Dataset rows:

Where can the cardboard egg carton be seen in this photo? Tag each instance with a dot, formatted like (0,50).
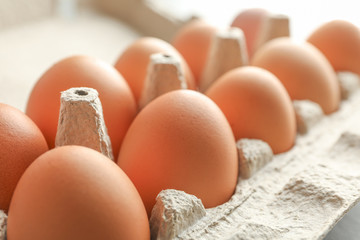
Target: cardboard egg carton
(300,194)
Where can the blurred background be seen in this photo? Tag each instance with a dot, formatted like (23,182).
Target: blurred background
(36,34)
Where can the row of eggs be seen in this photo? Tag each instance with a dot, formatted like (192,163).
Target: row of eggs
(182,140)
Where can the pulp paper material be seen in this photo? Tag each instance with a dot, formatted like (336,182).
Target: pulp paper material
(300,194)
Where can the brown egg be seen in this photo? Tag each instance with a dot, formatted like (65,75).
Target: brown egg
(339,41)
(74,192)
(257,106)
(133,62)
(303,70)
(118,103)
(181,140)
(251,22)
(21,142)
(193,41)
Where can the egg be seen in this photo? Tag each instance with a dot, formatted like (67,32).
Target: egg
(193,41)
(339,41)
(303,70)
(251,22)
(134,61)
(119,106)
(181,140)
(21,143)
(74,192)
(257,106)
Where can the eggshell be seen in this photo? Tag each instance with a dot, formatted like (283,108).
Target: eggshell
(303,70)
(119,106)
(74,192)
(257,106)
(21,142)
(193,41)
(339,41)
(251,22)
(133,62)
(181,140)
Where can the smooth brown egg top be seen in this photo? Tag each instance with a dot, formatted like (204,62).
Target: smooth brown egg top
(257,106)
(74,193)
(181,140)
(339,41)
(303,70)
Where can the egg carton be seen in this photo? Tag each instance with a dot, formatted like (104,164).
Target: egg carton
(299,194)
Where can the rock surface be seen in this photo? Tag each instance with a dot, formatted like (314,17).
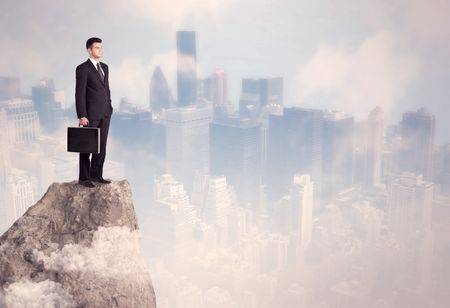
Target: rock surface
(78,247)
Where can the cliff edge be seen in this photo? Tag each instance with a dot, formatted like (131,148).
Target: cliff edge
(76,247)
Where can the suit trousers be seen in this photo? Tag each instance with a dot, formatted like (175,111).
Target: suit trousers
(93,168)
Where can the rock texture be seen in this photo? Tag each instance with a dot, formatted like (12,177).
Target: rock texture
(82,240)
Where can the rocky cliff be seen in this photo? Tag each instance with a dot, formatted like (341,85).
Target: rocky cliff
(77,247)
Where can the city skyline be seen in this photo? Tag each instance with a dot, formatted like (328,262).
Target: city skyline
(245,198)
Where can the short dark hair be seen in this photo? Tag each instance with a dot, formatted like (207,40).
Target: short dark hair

Aim of the task: Leaving out every picture, extract verbatim the lines from the one containing "Where can the eggshell" through the last line of the listing, inclusive.

Complete output:
Where can the eggshell be seen in this photo? Tag each instance with a dot, formatted like (283,108).
Target: eggshell
(303,70)
(119,106)
(74,192)
(257,106)
(21,142)
(193,41)
(339,41)
(251,22)
(133,62)
(181,140)
Where can the smooth brown egg top be seen in this photo? Tag each instance with a dot, formatted like (204,62).
Target: smooth brown egg top
(257,106)
(74,193)
(181,140)
(339,41)
(303,70)
Where can the egg carton be seen in this photo? Tag each instance with a dot, formatted like (104,164).
Target: egg carton
(299,194)
Where can the rock surface be seen in this photo? Tag each instance with a dot, formatted like (314,17).
Target: rock surface
(78,247)
Where can the cliff edge be seen in this photo? Tag each instance with a dot, formatted like (131,148).
Target: cliff edge
(76,247)
Where can the suit trousers be seen in this photo? Tag each instance with a dot, formatted like (175,111).
Target: suit trousers
(93,168)
Where can the rock texture be seen in this photo? Tag each instance with a dot, formatted like (12,177).
Target: rock texture
(82,240)
Where can the rocky cliff be seen in this photo? Tag each instance with a dot, formatted like (341,85).
Target: rocky cliff
(77,247)
Where can the city skyline be seen in this photo? Tag each instance with a dot, formatted like (328,262).
Target: city skyline
(245,198)
Where can the short dark hair be seen in this photo? Tag each instance with a dot, formatted like (207,40).
Target: short dark hair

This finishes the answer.